EXCERPT TO READ:
[Begin]
Yale University, Luce Hall Auditorium
34 Hillhouse Avenue, New Haven CT, 06511

Sponsored by the Gilder Lehrman Center for the Study of Slavery, Resistance, and Abolition

through generous support from the MacMillan Center for International and Area Studies’ Edward J. and Dorothy Clarke Kempf Memorial Fund, Yale University

IN-PERSON ONLY | REGISTER VIA THE LINK ABOVE

Xenophobia has “existed alongside and constrained America’s immigration tradition, determining just who can enter our so-called nation of immigrants and who cannot.”

–Erika Lee, America for Americans: A History of Xenophobia in the United States (Basic Books, 2019): 7

“Immigration restriction is a species of segregation on a large scale, by which inferior stock can be prevented from both diluting and supplanting good stocks.”

—Prescott Hall, founder of the U.S. Immigration Restriction League, 1912

This symposium explores how the US-Mexico border historically has been constructed through the politicization of race and segregation of communities. The racialization of the border and the crises it creates demonstrates the United States’ longstanding exclusionary approach towards foreign-born people seeking entry and belonging to the nation. In recent decades, in the name of “border security,” Democratic and Republican administrations alike have used various means to harden the U.S. Southern border and control the flow of migrants, asylum seekers, and goods—from restrictions on work visas and the asylum process, to increased physical barriers, surveillance technologies, and militarized enforcement mechanisms. As we enter the second quarter of the twenty-first century, however, the xenophobia embedded in U.S. immigration policy is revealing itself with disturbing clarity through widespread ICE raids, warrantless detention, family separation, concentration camps, deportation, and foreign imprisonment. At the same time, communities within the borderlands continue to develop creative modes to survive and resist these exclusionary forces. Free and open to the public, the program features panel discussions as well as a break-out session for teachers.

PROGRAM SCHEDULE

SATURDAY, MAY 2, 2026

8:30am–9:15am - Registration and continental breakfast (Luce Hall Common Room)

9:15am–9:30am - Welcome (Auditorium)

DAVID W. BLIGHT, Gilder Lehrman Center Director; Sterling Professor of History, Yale University

9:30am–10:30am - Keynote (Auditorium)

SONIA HERNANDEZ, George T. & Gladys H. Abell Professor of Liberal Arts/ History, Texas A&M

10:30am–10:45am - Coffee Break (Luce Hall Common Room)

10:45am–12:15pm - Panel 1: Construction of the US-Mexico Border (Auditorium)

This panel will provide historical context for the construction of a border that is now the world’s most frequently crossed, most profitable, and deadliest migration land route. How did the racialization of national and ethnic identities underpin the move from permeable natural and political boundaries to hardened border regimes?
[End]
GIVEN DATA:
[Begin]
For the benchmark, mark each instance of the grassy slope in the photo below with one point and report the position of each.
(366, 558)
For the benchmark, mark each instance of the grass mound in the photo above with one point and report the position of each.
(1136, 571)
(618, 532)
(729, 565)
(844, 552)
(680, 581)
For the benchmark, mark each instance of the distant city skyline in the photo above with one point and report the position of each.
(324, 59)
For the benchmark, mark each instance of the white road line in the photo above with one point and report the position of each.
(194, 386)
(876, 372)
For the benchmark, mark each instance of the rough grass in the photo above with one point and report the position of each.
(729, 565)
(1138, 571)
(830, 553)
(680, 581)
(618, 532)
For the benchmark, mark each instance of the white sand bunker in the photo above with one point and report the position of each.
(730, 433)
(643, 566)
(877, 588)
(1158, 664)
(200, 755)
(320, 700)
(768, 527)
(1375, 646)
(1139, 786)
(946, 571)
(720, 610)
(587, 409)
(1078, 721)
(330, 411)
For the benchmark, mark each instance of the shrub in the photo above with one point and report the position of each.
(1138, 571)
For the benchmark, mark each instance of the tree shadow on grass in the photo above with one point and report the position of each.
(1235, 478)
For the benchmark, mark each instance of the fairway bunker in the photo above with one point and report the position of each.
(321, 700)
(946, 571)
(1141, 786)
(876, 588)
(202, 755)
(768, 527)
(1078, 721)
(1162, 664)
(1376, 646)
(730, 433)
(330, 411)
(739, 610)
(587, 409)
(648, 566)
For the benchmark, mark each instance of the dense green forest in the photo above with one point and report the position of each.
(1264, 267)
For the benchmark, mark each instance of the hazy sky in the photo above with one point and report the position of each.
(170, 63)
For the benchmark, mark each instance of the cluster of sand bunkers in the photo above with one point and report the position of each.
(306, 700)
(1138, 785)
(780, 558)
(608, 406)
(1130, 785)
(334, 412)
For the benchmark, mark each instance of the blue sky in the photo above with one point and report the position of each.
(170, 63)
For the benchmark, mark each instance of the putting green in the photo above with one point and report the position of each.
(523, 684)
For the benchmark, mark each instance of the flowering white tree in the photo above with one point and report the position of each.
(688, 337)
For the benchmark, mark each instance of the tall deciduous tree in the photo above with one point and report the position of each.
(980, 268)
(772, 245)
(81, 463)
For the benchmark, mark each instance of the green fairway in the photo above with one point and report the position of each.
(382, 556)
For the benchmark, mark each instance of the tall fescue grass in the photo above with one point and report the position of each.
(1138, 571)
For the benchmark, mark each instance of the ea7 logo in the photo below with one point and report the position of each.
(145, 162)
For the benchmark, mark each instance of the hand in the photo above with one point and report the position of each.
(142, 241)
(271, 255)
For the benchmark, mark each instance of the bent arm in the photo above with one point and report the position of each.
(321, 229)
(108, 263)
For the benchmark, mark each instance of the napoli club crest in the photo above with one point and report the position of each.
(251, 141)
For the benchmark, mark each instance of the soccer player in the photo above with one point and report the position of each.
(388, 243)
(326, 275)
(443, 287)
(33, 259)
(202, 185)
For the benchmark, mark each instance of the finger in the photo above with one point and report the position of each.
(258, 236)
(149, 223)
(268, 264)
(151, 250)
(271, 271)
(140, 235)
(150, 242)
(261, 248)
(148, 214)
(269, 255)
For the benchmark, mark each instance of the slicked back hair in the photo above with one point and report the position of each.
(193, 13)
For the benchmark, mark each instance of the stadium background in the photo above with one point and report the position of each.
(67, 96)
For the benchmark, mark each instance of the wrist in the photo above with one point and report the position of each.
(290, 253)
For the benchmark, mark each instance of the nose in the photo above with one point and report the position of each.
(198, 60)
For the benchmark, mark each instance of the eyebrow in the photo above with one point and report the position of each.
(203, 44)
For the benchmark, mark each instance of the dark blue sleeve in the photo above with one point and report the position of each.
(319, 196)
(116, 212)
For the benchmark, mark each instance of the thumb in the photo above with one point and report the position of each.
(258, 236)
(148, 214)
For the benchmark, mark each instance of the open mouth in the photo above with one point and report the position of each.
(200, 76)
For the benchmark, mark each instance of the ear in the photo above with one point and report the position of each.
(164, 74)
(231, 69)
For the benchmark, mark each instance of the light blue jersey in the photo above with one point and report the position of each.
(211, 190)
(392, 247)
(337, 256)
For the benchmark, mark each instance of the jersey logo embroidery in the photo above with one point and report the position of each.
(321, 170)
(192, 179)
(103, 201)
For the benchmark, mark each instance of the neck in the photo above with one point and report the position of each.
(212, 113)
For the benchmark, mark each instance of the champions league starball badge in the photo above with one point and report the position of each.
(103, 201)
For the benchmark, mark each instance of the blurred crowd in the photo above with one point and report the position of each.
[End]
DIRECTIVES:
(1) Answer these questions using the symposium announcement.
(a) Who is identified as the founder of the U.S. Immigration Restriction League?
(b) What time is the keynote, and who gives it?
(c) Where are the registration and continental breakfast held?
(2) Rename "Luce Hall Common Room" to "Luce Hall Lounge" in the symposium announcement, and write out the passage between "8:30am–9:15am - Registration" and "US-Mexico Border (Auditorium)", inclusive, with that change.
(3) Write what comes next in the symposium announcement, beginning after its final sentence.

TASK-BY-TASK RESULTS:
(1)
(a) Prescott Hall
(b) 9:30am–10:30am, given by Sonia Hernandez
(c) The Luce Hall Common Room

(2)
8:30am–9:15am - Registration and continental breakfast (Luce Hall Lounge)

9:15am–9:30am - Welcome (Auditorium)

DAVID W. BLIGHT, Gilder Lehrman Center Director; Sterling Professor of History, Yale University

9:30am–10:30am - Keynote (Auditorium)

SONIA HERNANDEZ, George T. & Gladys H. Abell Professor of Liberal Arts/ History, Texas A&M

10:30am–10:45am - Coffee Break (Luce Hall Lounge)

10:45am–12:15pm - Panel 1: Construction of the US-Mexico Border (Auditorium)

(3)
Moderator: TBD

Speakers:

JUAN F. PEREA (Curt and Linda Rodin Professor of Law and Social Justice, Loyola University Chicago School of Law): History of Race, Slavery, and the U.S. Mexican Border

MONIQUE FLORES ULYSSES (Visiting Professor of History, Wesleyan University): Intellectual history of Mexican migration and racial categorization

GEORGE T. DÍAZ (Associate Professor of History, University of Texas Rio Grande Valley): Early 20th Century experience of ethnic Mexicans in the Texas Prison System

MARLA A. RAMÍREZ (Assistant Professor of History and Chicanx/e & Latinx/e Studies, University of Wisconsin): Mass removals of ethnic Mexicans from the United States during the interwar period (1921–1944)

12:15pm–1:30pm - Lunch (Luce Hall Common Room)

1:30pm–3:00pm - Panel 2: Crisis of Contemporary Border Politics (Auditorium)

This panel focuses on the current prohibitive and restrictive policies that prioritize border security at the cost of human and civil rights. How are borderland communities responding to the violence of the contemporary period? Based on the past and present, what is to be expected from such a foundation as we become a more globalized world?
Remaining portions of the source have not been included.